Exercise description:
Retype, without any change, the first line of the records and every line after it through the one containing "Target: white wall".

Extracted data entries
□ □ □ □ □

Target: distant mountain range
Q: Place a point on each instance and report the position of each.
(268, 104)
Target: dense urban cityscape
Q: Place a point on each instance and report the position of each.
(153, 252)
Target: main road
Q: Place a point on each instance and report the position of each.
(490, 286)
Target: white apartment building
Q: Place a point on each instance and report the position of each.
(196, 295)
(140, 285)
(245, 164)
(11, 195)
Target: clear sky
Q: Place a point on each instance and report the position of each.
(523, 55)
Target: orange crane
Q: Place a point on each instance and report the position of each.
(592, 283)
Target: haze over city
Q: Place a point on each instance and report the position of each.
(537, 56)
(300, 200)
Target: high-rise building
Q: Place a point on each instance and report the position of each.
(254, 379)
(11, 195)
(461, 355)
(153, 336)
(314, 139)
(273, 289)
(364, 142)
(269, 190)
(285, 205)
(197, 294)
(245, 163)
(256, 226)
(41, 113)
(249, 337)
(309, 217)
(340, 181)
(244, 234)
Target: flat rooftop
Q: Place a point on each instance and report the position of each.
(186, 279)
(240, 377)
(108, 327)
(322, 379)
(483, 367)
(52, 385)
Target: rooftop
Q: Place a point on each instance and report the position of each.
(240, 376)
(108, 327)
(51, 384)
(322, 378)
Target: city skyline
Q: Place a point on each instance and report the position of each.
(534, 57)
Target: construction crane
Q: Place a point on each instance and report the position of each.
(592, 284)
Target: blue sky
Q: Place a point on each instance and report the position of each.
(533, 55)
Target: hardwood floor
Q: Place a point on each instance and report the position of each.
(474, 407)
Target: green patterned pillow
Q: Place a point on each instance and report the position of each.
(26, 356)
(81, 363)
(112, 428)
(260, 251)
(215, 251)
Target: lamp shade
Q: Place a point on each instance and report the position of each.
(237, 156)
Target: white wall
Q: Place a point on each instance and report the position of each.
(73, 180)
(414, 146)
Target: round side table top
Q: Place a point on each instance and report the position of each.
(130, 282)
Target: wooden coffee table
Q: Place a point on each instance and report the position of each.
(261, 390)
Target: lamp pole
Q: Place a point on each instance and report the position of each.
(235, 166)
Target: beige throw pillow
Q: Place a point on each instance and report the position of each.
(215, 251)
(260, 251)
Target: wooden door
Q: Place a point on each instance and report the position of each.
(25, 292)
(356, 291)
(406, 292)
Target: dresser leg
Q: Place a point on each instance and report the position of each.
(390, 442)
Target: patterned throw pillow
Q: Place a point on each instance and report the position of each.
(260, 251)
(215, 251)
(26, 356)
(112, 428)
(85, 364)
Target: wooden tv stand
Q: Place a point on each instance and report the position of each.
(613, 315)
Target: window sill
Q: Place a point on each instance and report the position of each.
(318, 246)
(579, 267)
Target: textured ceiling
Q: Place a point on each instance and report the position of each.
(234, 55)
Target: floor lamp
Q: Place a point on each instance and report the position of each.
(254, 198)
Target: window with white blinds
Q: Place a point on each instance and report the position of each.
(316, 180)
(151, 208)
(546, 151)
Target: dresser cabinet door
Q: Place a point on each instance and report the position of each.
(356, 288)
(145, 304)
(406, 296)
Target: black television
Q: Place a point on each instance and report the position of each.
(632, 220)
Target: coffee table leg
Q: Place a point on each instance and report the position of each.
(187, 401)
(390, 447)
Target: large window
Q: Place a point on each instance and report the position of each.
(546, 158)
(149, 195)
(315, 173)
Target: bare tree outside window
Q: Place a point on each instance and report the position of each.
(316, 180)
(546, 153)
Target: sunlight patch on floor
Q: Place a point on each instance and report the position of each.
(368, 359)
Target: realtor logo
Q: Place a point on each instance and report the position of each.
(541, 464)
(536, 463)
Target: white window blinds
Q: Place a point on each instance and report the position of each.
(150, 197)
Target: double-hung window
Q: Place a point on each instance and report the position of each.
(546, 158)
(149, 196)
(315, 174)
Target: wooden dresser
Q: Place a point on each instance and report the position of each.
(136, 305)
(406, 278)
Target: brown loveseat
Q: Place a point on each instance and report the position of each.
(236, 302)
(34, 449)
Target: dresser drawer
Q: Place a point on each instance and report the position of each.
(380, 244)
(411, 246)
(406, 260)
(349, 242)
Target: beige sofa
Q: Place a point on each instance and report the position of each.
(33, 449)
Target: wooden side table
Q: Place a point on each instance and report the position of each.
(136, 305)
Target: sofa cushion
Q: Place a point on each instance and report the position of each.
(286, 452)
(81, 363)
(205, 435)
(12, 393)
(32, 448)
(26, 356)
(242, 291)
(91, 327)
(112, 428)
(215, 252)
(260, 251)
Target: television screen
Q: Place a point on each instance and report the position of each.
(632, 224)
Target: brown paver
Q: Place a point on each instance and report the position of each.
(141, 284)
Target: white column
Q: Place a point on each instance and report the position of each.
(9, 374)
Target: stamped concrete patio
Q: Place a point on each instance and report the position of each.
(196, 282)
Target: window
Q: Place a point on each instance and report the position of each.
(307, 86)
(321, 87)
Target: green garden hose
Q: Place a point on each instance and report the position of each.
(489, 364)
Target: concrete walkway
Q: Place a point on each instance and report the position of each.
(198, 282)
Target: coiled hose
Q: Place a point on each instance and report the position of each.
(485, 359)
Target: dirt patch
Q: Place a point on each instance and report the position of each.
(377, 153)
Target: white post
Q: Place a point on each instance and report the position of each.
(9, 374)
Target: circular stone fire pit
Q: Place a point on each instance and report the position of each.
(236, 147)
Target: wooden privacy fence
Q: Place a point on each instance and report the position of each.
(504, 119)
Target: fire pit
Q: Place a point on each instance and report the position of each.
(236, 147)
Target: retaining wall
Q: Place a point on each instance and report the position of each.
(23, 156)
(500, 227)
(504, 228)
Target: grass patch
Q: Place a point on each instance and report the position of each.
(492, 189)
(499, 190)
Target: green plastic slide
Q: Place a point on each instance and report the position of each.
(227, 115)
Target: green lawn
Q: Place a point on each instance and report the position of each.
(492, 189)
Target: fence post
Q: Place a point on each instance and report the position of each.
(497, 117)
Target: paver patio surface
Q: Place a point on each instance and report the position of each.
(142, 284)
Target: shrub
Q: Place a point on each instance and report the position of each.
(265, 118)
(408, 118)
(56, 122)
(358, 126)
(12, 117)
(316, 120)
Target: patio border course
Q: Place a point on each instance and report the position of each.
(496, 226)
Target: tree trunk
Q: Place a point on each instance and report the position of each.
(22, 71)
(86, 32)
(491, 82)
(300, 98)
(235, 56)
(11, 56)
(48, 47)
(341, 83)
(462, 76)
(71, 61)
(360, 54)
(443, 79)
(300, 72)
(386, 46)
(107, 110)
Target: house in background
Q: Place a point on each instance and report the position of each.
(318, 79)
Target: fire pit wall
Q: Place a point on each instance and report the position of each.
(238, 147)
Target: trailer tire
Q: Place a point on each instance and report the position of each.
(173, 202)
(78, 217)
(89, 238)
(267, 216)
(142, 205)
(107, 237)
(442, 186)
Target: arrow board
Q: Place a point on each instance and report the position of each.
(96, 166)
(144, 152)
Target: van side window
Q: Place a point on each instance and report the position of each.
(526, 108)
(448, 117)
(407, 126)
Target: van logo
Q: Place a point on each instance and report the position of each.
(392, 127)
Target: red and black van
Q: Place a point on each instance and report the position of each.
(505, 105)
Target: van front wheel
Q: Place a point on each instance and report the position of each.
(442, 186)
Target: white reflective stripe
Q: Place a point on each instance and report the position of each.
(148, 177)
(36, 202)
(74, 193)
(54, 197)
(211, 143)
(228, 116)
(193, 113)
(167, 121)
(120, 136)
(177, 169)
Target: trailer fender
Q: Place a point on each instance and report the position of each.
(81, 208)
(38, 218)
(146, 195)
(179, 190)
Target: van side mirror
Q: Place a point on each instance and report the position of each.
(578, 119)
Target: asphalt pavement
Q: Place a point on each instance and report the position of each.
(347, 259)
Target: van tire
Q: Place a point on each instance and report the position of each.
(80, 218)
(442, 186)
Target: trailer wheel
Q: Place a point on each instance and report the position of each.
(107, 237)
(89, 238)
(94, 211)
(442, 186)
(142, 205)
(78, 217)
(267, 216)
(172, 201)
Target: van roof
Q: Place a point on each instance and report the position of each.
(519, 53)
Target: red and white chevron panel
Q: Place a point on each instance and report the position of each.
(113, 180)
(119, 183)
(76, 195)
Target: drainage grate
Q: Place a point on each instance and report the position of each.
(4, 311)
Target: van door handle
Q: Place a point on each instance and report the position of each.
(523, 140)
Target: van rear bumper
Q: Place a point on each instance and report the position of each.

□ □ □ □ □

Answer for this exercise:
Target: distant mountain range
Q: Place a point on each instance and report the position of each.
(268, 104)
Target: dense urban cityscape
Q: Place a point on each instance and report the position of each.
(153, 252)
Target: main road
Q: Place a point on each instance and report the position of each.
(490, 286)
Target: white apartment building
Q: Place a point on each instance and report the position of each.
(196, 295)
(140, 285)
(245, 164)
(11, 195)
Target: clear sky
Q: Place a point on each instance and report the position of each.
(523, 55)
Target: orange crane
Q: Place a point on each instance and report the position of each.
(592, 283)
Target: haze over city
Q: Place a point on each instance and report the position of each.
(537, 56)
(300, 200)
Target: high-rise building
Q: Place a point on each instance and report the position of each.
(254, 379)
(11, 195)
(461, 355)
(153, 336)
(314, 139)
(273, 289)
(364, 142)
(269, 190)
(285, 205)
(197, 294)
(245, 163)
(256, 226)
(41, 113)
(249, 337)
(309, 217)
(340, 181)
(244, 234)
Target: flat rooftop
Q: Place a point on each instance and report the position of each.
(186, 279)
(240, 377)
(108, 327)
(322, 379)
(483, 367)
(52, 385)
Target: rooftop
Q: Place a point on each instance and report the position of each.
(240, 376)
(108, 327)
(51, 384)
(322, 378)
Target: city skyline
Q: Place a point on each instance and report the position of each.
(534, 57)
Target: construction crane
Q: Place a point on each instance and report the position of each.
(592, 284)
Target: blue sky
Q: Place a point on each instance and report the position of each.
(533, 55)
Target: hardwood floor
Q: Place a point on each instance and report the position of each.
(474, 407)
Target: green patterned pillow
Q: Place a point on each instance and report the position of each.
(26, 356)
(81, 363)
(112, 428)
(260, 251)
(215, 251)
Target: lamp shade
Q: Place a point on each instance and report the position of each.
(237, 156)
Target: white wall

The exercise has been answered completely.